### Task to complete:
Each line from the line containing "of white baseboard" through the last line of the entries is to be reproduced exactly as it stands.

### Dataset excerpts:

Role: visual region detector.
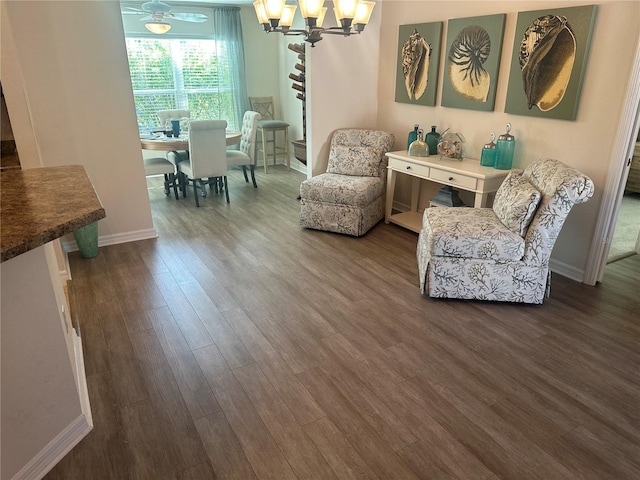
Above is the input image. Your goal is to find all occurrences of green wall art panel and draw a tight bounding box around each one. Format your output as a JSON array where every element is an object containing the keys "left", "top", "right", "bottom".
[
  {"left": 505, "top": 4, "right": 597, "bottom": 120},
  {"left": 441, "top": 14, "right": 506, "bottom": 112},
  {"left": 395, "top": 22, "right": 443, "bottom": 106}
]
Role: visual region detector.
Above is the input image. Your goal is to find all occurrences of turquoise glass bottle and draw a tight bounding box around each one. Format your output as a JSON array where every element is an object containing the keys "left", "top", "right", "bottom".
[
  {"left": 425, "top": 125, "right": 440, "bottom": 155},
  {"left": 494, "top": 123, "right": 515, "bottom": 170},
  {"left": 407, "top": 124, "right": 419, "bottom": 151}
]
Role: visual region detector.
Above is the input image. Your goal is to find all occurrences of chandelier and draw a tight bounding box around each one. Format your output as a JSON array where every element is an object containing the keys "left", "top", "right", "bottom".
[{"left": 253, "top": 0, "right": 376, "bottom": 46}]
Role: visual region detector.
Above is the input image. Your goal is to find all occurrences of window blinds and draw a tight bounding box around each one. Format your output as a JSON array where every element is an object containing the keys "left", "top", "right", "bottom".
[{"left": 126, "top": 37, "right": 237, "bottom": 130}]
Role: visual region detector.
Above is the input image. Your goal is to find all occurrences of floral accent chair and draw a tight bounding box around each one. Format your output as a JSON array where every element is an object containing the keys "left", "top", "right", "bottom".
[
  {"left": 299, "top": 129, "right": 395, "bottom": 236},
  {"left": 416, "top": 158, "right": 594, "bottom": 304}
]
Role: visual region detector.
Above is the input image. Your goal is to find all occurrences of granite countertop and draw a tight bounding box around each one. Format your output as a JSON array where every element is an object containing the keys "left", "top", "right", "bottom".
[{"left": 1, "top": 165, "right": 106, "bottom": 262}]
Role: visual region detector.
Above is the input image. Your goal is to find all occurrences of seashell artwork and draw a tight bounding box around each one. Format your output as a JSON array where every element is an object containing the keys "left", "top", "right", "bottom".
[
  {"left": 401, "top": 29, "right": 432, "bottom": 100},
  {"left": 504, "top": 5, "right": 596, "bottom": 120},
  {"left": 441, "top": 14, "right": 505, "bottom": 111},
  {"left": 395, "top": 22, "right": 443, "bottom": 106},
  {"left": 447, "top": 25, "right": 492, "bottom": 102},
  {"left": 519, "top": 15, "right": 576, "bottom": 112}
]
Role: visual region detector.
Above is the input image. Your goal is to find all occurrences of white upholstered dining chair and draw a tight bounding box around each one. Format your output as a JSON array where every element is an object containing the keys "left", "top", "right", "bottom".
[
  {"left": 177, "top": 120, "right": 228, "bottom": 206},
  {"left": 157, "top": 109, "right": 190, "bottom": 127},
  {"left": 227, "top": 111, "right": 261, "bottom": 188},
  {"left": 158, "top": 109, "right": 190, "bottom": 166},
  {"left": 143, "top": 156, "right": 179, "bottom": 200}
]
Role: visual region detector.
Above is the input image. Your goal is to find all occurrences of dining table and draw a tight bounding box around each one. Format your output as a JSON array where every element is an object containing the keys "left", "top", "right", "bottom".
[
  {"left": 140, "top": 130, "right": 242, "bottom": 200},
  {"left": 140, "top": 130, "right": 242, "bottom": 162}
]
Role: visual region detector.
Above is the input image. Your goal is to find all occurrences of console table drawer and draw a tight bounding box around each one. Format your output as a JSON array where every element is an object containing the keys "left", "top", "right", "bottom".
[
  {"left": 390, "top": 158, "right": 430, "bottom": 178},
  {"left": 430, "top": 168, "right": 477, "bottom": 190}
]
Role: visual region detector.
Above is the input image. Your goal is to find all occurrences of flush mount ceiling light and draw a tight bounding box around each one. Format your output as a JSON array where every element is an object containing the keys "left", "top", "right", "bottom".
[
  {"left": 145, "top": 21, "right": 172, "bottom": 34},
  {"left": 253, "top": 0, "right": 375, "bottom": 46}
]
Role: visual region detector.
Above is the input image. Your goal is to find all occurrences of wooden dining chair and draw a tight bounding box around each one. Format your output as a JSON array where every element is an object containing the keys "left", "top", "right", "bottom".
[{"left": 249, "top": 97, "right": 290, "bottom": 173}]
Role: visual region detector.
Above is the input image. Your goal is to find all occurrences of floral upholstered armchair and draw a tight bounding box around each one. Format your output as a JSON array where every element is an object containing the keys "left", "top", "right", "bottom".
[
  {"left": 416, "top": 158, "right": 594, "bottom": 304},
  {"left": 299, "top": 129, "right": 395, "bottom": 236}
]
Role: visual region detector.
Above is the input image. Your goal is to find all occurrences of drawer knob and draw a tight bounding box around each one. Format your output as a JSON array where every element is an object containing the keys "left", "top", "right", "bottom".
[
  {"left": 449, "top": 176, "right": 454, "bottom": 181},
  {"left": 406, "top": 166, "right": 411, "bottom": 170}
]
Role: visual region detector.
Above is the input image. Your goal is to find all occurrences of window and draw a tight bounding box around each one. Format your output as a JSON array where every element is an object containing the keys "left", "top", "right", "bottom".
[{"left": 126, "top": 37, "right": 239, "bottom": 131}]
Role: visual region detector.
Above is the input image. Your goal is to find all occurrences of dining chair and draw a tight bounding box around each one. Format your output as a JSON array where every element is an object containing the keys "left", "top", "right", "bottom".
[
  {"left": 177, "top": 120, "right": 228, "bottom": 207},
  {"left": 227, "top": 111, "right": 261, "bottom": 188},
  {"left": 143, "top": 156, "right": 179, "bottom": 200},
  {"left": 157, "top": 109, "right": 190, "bottom": 126},
  {"left": 158, "top": 109, "right": 190, "bottom": 166},
  {"left": 249, "top": 96, "right": 290, "bottom": 173}
]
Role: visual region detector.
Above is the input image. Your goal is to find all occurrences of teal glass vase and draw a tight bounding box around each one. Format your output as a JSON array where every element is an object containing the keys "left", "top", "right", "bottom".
[
  {"left": 480, "top": 133, "right": 497, "bottom": 167},
  {"left": 494, "top": 124, "right": 515, "bottom": 170}
]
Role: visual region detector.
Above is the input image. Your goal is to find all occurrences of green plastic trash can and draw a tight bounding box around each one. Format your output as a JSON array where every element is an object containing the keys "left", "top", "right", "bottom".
[{"left": 73, "top": 221, "right": 99, "bottom": 258}]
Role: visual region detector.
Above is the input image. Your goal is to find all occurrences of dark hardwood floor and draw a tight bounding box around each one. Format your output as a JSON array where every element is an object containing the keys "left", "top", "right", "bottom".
[{"left": 45, "top": 165, "right": 640, "bottom": 479}]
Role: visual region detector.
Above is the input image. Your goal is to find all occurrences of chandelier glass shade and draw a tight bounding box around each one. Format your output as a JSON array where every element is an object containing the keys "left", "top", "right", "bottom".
[
  {"left": 253, "top": 0, "right": 375, "bottom": 46},
  {"left": 145, "top": 21, "right": 172, "bottom": 34}
]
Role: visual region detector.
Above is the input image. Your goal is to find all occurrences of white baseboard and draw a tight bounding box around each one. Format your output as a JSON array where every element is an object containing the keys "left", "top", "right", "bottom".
[
  {"left": 392, "top": 200, "right": 412, "bottom": 214},
  {"left": 289, "top": 162, "right": 306, "bottom": 174},
  {"left": 550, "top": 258, "right": 586, "bottom": 283},
  {"left": 59, "top": 228, "right": 157, "bottom": 279},
  {"left": 11, "top": 414, "right": 92, "bottom": 480},
  {"left": 59, "top": 268, "right": 71, "bottom": 283},
  {"left": 256, "top": 159, "right": 306, "bottom": 175},
  {"left": 61, "top": 228, "right": 158, "bottom": 253},
  {"left": 73, "top": 331, "right": 93, "bottom": 428}
]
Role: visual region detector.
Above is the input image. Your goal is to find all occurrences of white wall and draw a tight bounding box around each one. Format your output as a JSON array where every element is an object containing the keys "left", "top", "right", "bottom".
[
  {"left": 241, "top": 6, "right": 306, "bottom": 172},
  {"left": 306, "top": 1, "right": 383, "bottom": 176},
  {"left": 376, "top": 0, "right": 640, "bottom": 279},
  {"left": 2, "top": 0, "right": 155, "bottom": 245}
]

### Written response:
Above is the input image. Your goal is to find all occurrences of white baseboard and draw a tight bounding box around each one. Format your output as a JSON array where every element is an object containing the keys "left", "top", "right", "bottom".
[
  {"left": 392, "top": 200, "right": 412, "bottom": 214},
  {"left": 289, "top": 162, "right": 306, "bottom": 174},
  {"left": 550, "top": 258, "right": 586, "bottom": 283},
  {"left": 59, "top": 228, "right": 157, "bottom": 279},
  {"left": 11, "top": 414, "right": 92, "bottom": 480},
  {"left": 59, "top": 268, "right": 71, "bottom": 283},
  {"left": 256, "top": 159, "right": 306, "bottom": 175},
  {"left": 61, "top": 228, "right": 158, "bottom": 253},
  {"left": 73, "top": 331, "right": 93, "bottom": 428}
]
Role: visual region detector.
Above is the input image. Your goal is to find all occurrences of white wall and draw a tight bounding box around each one. Format your output as a JSON array where every element is an object containing the keys "left", "top", "right", "bottom".
[
  {"left": 241, "top": 6, "right": 306, "bottom": 172},
  {"left": 306, "top": 1, "right": 383, "bottom": 176},
  {"left": 376, "top": 0, "right": 640, "bottom": 279},
  {"left": 2, "top": 0, "right": 155, "bottom": 245}
]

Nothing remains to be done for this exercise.